▶ **WORK REQUEST**: How many lines in the entries below contain the string "instance"? Reply with the number only.

*** EXERCISE MATERIAL ***

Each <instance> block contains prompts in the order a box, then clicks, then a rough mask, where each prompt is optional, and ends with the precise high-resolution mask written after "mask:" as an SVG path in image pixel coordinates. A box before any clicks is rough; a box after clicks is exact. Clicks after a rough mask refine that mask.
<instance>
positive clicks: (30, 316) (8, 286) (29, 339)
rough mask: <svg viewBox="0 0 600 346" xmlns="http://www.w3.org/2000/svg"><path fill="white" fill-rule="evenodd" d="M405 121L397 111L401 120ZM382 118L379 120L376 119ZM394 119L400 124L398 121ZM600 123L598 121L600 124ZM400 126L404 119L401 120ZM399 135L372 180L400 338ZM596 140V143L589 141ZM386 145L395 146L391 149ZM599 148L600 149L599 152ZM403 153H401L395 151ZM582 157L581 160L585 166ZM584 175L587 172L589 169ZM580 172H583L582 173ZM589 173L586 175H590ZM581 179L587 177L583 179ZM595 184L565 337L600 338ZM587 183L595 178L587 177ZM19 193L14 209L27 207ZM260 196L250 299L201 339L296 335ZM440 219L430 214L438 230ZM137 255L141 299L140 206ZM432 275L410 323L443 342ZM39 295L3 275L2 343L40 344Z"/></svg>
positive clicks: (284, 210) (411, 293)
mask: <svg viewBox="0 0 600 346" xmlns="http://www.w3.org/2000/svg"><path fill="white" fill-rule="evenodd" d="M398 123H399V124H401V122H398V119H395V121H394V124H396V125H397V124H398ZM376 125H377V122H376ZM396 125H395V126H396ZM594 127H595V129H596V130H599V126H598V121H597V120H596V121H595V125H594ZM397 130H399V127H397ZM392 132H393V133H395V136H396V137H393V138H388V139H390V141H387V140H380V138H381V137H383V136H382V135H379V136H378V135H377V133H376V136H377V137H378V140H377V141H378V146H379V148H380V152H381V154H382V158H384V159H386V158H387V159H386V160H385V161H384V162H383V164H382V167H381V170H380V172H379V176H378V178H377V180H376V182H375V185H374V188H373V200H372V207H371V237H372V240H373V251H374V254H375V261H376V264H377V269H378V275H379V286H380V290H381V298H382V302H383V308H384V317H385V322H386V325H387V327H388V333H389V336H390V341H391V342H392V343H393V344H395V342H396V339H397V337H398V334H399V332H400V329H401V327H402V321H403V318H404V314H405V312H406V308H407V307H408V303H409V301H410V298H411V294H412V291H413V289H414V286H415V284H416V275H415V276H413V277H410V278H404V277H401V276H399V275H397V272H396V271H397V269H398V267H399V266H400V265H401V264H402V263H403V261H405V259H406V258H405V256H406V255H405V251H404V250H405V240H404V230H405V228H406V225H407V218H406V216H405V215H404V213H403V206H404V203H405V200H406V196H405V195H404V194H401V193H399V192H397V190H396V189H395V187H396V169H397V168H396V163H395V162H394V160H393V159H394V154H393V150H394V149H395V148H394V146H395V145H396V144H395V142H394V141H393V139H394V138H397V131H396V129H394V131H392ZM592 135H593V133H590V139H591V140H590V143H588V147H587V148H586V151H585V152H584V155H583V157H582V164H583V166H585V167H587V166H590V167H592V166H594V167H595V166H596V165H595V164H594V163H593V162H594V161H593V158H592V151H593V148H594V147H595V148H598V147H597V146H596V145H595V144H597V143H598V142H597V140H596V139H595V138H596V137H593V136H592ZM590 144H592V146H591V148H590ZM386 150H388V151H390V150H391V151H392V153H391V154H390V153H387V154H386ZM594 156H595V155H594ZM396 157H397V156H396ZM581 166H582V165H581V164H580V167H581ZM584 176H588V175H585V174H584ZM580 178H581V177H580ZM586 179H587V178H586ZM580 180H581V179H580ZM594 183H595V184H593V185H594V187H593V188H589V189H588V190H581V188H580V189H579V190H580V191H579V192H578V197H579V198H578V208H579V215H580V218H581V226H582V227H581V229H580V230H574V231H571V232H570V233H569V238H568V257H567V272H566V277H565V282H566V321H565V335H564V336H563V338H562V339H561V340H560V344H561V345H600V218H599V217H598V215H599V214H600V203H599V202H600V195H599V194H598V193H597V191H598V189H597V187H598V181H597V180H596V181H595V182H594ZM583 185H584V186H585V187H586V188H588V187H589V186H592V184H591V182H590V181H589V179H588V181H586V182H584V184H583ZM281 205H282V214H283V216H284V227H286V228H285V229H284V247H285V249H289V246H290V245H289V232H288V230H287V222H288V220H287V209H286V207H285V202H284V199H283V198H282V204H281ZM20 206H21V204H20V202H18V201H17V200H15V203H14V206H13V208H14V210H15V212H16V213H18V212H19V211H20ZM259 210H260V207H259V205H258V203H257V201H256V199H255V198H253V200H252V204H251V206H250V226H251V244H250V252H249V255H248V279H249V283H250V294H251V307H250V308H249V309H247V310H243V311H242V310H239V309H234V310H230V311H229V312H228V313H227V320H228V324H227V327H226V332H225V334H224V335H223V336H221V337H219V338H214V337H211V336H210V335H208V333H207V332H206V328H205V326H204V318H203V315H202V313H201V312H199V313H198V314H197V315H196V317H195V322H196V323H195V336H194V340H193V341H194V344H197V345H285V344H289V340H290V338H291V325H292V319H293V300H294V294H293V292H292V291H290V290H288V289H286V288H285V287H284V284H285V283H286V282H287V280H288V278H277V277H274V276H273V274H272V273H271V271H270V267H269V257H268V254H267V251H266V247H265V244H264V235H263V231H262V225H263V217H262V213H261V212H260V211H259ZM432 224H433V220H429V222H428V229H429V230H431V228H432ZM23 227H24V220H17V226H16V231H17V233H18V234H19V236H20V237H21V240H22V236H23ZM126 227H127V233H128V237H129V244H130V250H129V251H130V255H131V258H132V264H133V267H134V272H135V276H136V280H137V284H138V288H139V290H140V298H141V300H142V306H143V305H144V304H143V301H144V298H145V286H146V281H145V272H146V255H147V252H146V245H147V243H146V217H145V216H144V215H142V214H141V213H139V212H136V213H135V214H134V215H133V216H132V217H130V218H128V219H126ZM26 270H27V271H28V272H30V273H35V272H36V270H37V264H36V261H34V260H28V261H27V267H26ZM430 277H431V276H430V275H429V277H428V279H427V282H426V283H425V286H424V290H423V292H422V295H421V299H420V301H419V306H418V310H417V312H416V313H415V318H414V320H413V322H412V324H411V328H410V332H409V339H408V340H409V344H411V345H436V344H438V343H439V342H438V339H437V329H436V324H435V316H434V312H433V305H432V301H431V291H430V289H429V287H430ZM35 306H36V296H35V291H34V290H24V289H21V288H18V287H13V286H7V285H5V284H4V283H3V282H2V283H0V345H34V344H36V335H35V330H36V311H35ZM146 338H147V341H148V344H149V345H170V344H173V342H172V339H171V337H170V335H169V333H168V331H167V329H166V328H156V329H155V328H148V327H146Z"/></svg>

*** End of EXERCISE MATERIAL ***

▶ **RESULT BELOW**: 2